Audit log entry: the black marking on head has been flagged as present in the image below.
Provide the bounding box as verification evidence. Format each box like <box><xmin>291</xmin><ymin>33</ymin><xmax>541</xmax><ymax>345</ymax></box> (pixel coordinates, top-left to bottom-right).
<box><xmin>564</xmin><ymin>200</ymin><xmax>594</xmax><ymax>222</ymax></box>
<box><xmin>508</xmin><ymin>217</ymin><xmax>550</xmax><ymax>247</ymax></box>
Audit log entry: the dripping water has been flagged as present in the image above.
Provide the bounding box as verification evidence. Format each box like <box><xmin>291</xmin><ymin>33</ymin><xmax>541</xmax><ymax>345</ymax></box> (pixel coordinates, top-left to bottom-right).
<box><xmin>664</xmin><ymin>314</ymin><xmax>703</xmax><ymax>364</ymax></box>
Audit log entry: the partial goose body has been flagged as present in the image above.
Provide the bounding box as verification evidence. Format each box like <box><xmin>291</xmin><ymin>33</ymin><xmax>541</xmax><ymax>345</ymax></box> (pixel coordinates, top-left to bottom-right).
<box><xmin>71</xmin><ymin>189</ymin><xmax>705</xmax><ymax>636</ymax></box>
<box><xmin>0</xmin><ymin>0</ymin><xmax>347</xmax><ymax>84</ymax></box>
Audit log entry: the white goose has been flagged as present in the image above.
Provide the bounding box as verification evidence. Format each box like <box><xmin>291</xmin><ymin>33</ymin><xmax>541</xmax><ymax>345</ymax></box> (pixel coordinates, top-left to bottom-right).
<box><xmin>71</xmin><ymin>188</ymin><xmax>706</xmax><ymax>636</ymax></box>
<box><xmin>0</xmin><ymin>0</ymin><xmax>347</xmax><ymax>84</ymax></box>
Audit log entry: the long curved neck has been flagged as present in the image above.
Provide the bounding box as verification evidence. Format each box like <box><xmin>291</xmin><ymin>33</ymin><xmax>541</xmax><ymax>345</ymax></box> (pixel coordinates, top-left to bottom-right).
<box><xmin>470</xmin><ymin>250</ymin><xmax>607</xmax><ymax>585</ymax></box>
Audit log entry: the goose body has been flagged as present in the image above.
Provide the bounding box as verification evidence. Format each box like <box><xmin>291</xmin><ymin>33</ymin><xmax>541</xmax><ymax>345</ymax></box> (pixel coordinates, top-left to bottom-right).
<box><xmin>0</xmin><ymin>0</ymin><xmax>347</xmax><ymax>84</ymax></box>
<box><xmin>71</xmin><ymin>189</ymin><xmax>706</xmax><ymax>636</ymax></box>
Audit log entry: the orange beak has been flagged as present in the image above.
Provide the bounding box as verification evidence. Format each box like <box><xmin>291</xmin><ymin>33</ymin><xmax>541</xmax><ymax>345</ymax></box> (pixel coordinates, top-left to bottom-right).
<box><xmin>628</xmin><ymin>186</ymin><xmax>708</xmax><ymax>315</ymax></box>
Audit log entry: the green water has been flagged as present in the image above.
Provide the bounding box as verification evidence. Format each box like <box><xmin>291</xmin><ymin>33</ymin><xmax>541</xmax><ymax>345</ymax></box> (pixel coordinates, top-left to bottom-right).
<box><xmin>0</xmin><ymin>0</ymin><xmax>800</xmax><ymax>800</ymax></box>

* * * *

Task brief —
Replace "verification evidence" with "supporting evidence" in the stretch of data from the line containing "Audit log entry: the white" through the end of the data above. Return only those lines, with nothing else changed.

Full solution —
Audit log entry: the white goose has been flagged as present in the image above.
Provide the bounding box as supporting evidence. Format each box like <box><xmin>291</xmin><ymin>33</ymin><xmax>541</xmax><ymax>345</ymax></box> (pixel coordinates, top-left to bottom-right).
<box><xmin>71</xmin><ymin>188</ymin><xmax>706</xmax><ymax>636</ymax></box>
<box><xmin>0</xmin><ymin>0</ymin><xmax>347</xmax><ymax>84</ymax></box>
Audit log entry: the long curved neck has been flagged as present in the image above.
Provide the bounding box as supporting evidence. Format each box like <box><xmin>291</xmin><ymin>33</ymin><xmax>541</xmax><ymax>345</ymax></box> (pixel coordinates, top-left to bottom-right).
<box><xmin>470</xmin><ymin>250</ymin><xmax>607</xmax><ymax>585</ymax></box>
Audit log entry: the goose body has been flagged as present in the image above.
Provide the bounding box as supporting evidence. Format each box like <box><xmin>291</xmin><ymin>33</ymin><xmax>541</xmax><ymax>345</ymax></box> (pixel coordinates, top-left to bottom-right).
<box><xmin>0</xmin><ymin>0</ymin><xmax>347</xmax><ymax>84</ymax></box>
<box><xmin>71</xmin><ymin>189</ymin><xmax>706</xmax><ymax>636</ymax></box>
Audit log entry: the orange beak has been flagged as present in the image above.
Provide the bounding box as supporting evidence. Format each box like <box><xmin>291</xmin><ymin>33</ymin><xmax>541</xmax><ymax>345</ymax></box> (pixel coordinates, top-left to bottom-right).
<box><xmin>628</xmin><ymin>186</ymin><xmax>708</xmax><ymax>315</ymax></box>
Audit log entry: the green water has been flagged as present in the image above.
Provide the bounding box as supporting evidence. Format each box like <box><xmin>291</xmin><ymin>33</ymin><xmax>541</xmax><ymax>345</ymax></box> (pixel coordinates, top-left to bottom-right).
<box><xmin>0</xmin><ymin>0</ymin><xmax>800</xmax><ymax>800</ymax></box>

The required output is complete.